[Part of a data file]

—————

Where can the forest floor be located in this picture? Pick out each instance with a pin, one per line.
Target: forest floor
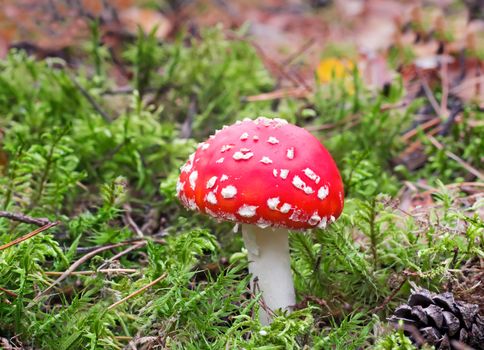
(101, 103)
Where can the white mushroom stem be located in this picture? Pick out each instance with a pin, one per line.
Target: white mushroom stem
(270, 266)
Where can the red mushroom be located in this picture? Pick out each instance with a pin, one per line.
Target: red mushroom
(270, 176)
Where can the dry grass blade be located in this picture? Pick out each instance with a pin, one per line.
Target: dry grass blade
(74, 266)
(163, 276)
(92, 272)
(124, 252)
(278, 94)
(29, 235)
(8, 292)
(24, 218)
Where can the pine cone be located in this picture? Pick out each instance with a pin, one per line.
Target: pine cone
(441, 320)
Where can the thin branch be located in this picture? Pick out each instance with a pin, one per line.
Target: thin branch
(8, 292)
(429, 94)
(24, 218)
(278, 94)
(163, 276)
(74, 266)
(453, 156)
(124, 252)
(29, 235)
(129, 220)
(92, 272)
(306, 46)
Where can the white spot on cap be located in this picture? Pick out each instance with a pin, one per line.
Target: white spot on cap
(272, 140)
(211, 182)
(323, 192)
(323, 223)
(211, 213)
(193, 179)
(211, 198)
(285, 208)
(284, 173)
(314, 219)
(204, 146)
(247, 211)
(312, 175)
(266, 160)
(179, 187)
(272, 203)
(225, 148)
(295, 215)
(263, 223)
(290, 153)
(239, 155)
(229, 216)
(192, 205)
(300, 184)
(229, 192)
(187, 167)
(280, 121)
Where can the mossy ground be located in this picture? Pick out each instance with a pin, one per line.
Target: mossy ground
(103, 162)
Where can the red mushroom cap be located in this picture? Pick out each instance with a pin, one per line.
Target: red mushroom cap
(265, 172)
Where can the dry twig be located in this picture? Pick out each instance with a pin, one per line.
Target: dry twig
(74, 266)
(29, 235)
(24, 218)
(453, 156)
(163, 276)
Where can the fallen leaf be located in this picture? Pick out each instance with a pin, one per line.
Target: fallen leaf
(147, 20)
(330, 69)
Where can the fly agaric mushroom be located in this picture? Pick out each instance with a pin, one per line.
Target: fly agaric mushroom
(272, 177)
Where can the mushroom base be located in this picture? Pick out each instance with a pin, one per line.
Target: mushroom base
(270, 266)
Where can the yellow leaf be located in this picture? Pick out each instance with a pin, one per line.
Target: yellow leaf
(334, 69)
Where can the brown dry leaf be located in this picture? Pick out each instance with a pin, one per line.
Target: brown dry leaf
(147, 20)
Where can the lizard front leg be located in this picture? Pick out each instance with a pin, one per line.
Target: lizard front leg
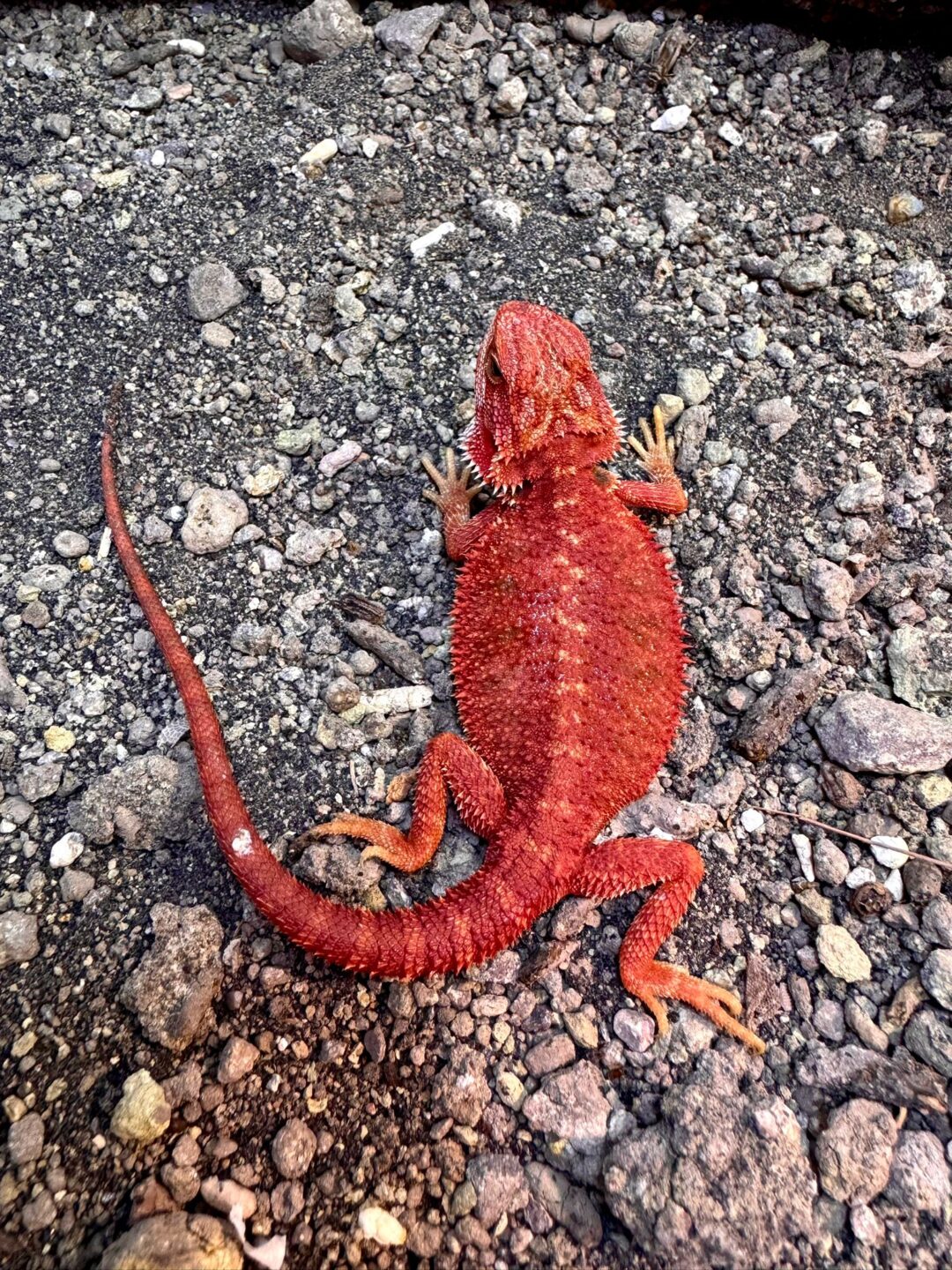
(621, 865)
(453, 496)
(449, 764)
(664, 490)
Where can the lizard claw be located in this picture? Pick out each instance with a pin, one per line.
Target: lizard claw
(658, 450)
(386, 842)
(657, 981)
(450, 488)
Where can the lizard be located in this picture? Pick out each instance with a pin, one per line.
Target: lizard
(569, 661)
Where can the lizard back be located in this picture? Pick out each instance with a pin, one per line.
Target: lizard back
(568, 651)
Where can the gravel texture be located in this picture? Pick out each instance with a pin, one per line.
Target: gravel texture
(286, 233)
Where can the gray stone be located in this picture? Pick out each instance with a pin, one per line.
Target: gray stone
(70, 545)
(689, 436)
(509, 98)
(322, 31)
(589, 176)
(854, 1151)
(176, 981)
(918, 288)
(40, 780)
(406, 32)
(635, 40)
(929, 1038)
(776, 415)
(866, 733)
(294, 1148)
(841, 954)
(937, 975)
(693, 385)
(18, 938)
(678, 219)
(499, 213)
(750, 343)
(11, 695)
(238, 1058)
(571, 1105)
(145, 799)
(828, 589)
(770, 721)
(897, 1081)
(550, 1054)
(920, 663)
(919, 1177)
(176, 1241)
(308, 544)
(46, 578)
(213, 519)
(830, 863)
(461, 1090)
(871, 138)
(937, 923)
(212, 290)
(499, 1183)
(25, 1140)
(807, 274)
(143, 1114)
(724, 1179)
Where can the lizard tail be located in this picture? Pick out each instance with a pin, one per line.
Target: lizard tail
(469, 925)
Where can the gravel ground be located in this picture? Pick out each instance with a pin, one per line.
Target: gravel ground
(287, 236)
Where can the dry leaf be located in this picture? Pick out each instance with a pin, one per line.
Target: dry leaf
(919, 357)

—————

=== TASK BRIEF ===
Output only the lines running from the line with "Where can the mushroom" through the last line of the entries above, inclusive, with pictures excluded.

=== ANSWER FOR THE TASK ===
Where can the mushroom base be located in this picture? Pick out each instance with a pin, one per line.
Target: mushroom base
(270, 266)
Where can the yellow leaf be located in this picture? Pick out each instance with a pin, one per line.
Target: yellow leaf
(334, 69)
Where can the brown dry leaf be located in this picture? Pick out each instance with a pin, one per line.
Target: brown dry leaf
(147, 20)
Where can the lizard front leg be located in this picture? Pick out each instance with a pin, one per line.
Target: lizard front leg
(621, 865)
(453, 496)
(449, 764)
(664, 490)
Where can the lizard claw be located in this picture? Pick out each instance with a pin, one per line.
Target: lizard claw
(658, 450)
(386, 842)
(657, 981)
(450, 488)
Where can the lizard be located in this picture? Pick out each instance with a pin, one per line.
Target: lizard
(569, 661)
Where can the lizard back be located in this picture? Pick out each instance with a pin, one per line.
Target: lizard back
(568, 651)
Where can the gravel texture be located in this picture? Pick out each instance with a pin, one per line.
Target: gravel texture
(286, 233)
Where can the gray stone be located in this picture? Pick out each instance with a pin, one per line.
Target: gray stone
(70, 545)
(689, 436)
(509, 98)
(322, 31)
(589, 176)
(854, 1151)
(176, 981)
(918, 288)
(40, 780)
(406, 32)
(635, 40)
(929, 1038)
(776, 415)
(866, 733)
(294, 1148)
(841, 954)
(937, 975)
(693, 385)
(18, 938)
(678, 219)
(499, 213)
(750, 343)
(11, 695)
(238, 1058)
(571, 1105)
(145, 799)
(828, 589)
(770, 721)
(897, 1081)
(550, 1054)
(920, 663)
(919, 1177)
(176, 1241)
(308, 544)
(46, 578)
(213, 519)
(830, 863)
(461, 1090)
(871, 138)
(937, 923)
(212, 290)
(499, 1183)
(25, 1140)
(807, 274)
(143, 1114)
(724, 1179)
Where can the lizard tail be located in this picture? Pick out each instance with a pin, one per line.
Target: lizard tail
(469, 925)
Where can the gravel ground be located in this picture? Pick out each instance with a pin, one per line.
Target: gravel ground
(287, 236)
Where can the dry leaf be located in this picture? Pick out each instance with a pin, one per line.
Target: dry leaf
(919, 357)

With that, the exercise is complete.